→ Short task
Recast the entire listing below as a JSON array of strings, one string per line, with blank lines omitted.

→ Given data
=======

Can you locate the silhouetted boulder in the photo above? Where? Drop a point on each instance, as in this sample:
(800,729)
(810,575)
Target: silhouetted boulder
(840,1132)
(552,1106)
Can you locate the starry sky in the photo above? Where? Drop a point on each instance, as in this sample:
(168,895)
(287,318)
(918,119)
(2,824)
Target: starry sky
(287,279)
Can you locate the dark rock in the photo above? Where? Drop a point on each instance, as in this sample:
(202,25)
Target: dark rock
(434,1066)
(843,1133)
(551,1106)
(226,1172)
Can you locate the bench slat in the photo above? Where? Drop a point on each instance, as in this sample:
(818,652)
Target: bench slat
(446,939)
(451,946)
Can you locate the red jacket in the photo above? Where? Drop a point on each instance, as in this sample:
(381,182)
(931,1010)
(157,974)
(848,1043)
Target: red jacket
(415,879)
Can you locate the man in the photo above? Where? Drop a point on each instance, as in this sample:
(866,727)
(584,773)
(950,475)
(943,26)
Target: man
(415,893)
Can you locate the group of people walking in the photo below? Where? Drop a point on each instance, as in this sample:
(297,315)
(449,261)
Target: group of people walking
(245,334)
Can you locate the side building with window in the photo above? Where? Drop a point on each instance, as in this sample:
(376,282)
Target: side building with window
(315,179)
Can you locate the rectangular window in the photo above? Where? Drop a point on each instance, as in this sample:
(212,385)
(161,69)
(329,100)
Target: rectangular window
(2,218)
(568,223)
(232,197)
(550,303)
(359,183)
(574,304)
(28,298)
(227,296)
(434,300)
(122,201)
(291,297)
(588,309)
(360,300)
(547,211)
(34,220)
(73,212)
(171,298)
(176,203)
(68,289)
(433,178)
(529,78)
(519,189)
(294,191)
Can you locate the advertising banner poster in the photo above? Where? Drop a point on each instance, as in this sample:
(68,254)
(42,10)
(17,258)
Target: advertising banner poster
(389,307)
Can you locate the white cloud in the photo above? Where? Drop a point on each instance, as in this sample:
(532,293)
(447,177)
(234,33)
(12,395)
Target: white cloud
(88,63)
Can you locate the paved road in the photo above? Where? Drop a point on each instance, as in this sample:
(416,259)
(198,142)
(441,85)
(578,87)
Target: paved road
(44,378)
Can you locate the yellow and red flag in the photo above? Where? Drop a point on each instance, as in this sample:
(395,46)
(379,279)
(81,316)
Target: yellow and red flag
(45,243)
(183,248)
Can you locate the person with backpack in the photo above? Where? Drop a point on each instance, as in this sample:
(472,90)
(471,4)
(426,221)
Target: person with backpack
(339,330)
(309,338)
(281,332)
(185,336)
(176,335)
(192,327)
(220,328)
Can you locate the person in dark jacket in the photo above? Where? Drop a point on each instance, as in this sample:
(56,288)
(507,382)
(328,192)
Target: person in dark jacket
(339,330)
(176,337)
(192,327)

=======

→ Response for this exercise
[
  "Can you locate the silhouetted boulder in the photo above? Where? Drop a point on each instance, as in this sample:",
  "(800,729)",
  "(810,575)",
  "Target: silhouetted boulder",
  "(840,1132)",
  "(552,1106)",
  "Can you locate the starry sky in the photo above? Where? Drop a point on each instance, as in this sample:",
  "(168,895)",
  "(287,318)",
  "(918,119)",
  "(2,824)",
  "Target: starry sky",
  "(287,279)",
  "Can you locate the dark rock in the photo above? Where? Drop a point on each instance, as in this sample:",
  "(202,25)",
  "Target: dark rock",
  "(434,1066)",
  "(843,1133)",
  "(551,1106)",
  "(226,1172)",
  "Can you locate the bench slat in the photo above? Where? Drop a point on each instance, as in this sample:",
  "(818,652)",
  "Target: bench slat",
  "(446,939)",
  "(451,946)",
  "Can you locate the red jacket in the photo above? Where? Drop a point on each instance, as in this sample:",
  "(381,182)",
  "(931,1010)",
  "(157,974)",
  "(848,1043)",
  "Target: red jacket",
  "(415,879)",
  "Can you locate the man in the photo above? Where? Drop a point on each instance, as in this sample:",
  "(866,727)",
  "(584,773)",
  "(950,475)",
  "(943,26)",
  "Target: man",
  "(415,893)",
  "Can you locate the group of people walking in the photo below? Where? Drop a point on each instance, as in this sample:",
  "(297,315)",
  "(449,261)",
  "Target: group of people walking",
  "(245,334)",
  "Can you locate the side building with window in the photo above? Where? Drop a point on each instance, as in this sample:",
  "(376,282)",
  "Target: side building with window",
  "(315,179)",
  "Can you locate the rectangular window in the photo above? Where? Drop a point on each instance, as in this sample:",
  "(212,385)",
  "(161,69)",
  "(329,100)",
  "Target: rectangular window",
  "(2,218)",
  "(568,223)",
  "(232,197)",
  "(550,303)",
  "(359,183)",
  "(574,304)",
  "(28,298)",
  "(227,296)",
  "(434,300)",
  "(122,201)",
  "(291,297)",
  "(588,309)",
  "(360,300)",
  "(547,211)",
  "(34,220)",
  "(73,212)",
  "(171,298)",
  "(176,203)",
  "(68,289)",
  "(433,178)",
  "(529,78)",
  "(519,189)",
  "(294,191)",
  "Can you locate the advertising banner poster in the photo above? Where? Drop a point on each instance, as in this sample:",
  "(68,254)",
  "(42,10)",
  "(17,258)",
  "Target: advertising banner poster",
  "(389,307)",
  "Can you locate the white cloud in the photo above? Where? Drop a point on each instance, as in this sample:",
  "(532,293)",
  "(447,177)",
  "(234,33)",
  "(12,395)",
  "Target: white cloud",
  "(88,63)",
  "Can you locate the paved road in the photo above? Where? Drop a point on each instance, as in this sample:",
  "(416,259)",
  "(198,142)",
  "(441,85)",
  "(578,87)",
  "Target: paved road",
  "(44,378)",
  "Can you locate the yellow and red flag in the photo above? Where? Drop a point on each instance, as in this sample:",
  "(395,46)",
  "(379,279)",
  "(81,316)",
  "Target: yellow and red flag",
  "(45,243)",
  "(183,248)",
  "Can you locate the person with backpack in the photo above? Where? Drop a point on each instance, as in this sample:",
  "(472,90)",
  "(471,4)",
  "(426,221)",
  "Target: person with backpack",
  "(339,330)",
  "(309,338)",
  "(281,332)",
  "(185,336)",
  "(176,335)",
  "(192,327)",
  "(220,328)",
  "Can you locate the person in dark jacket in the photo above? Where? Drop a point on each instance, as in this sample:",
  "(56,288)",
  "(507,382)",
  "(328,192)",
  "Target: person in dark jacket",
  "(339,330)",
  "(176,337)",
  "(192,327)"
]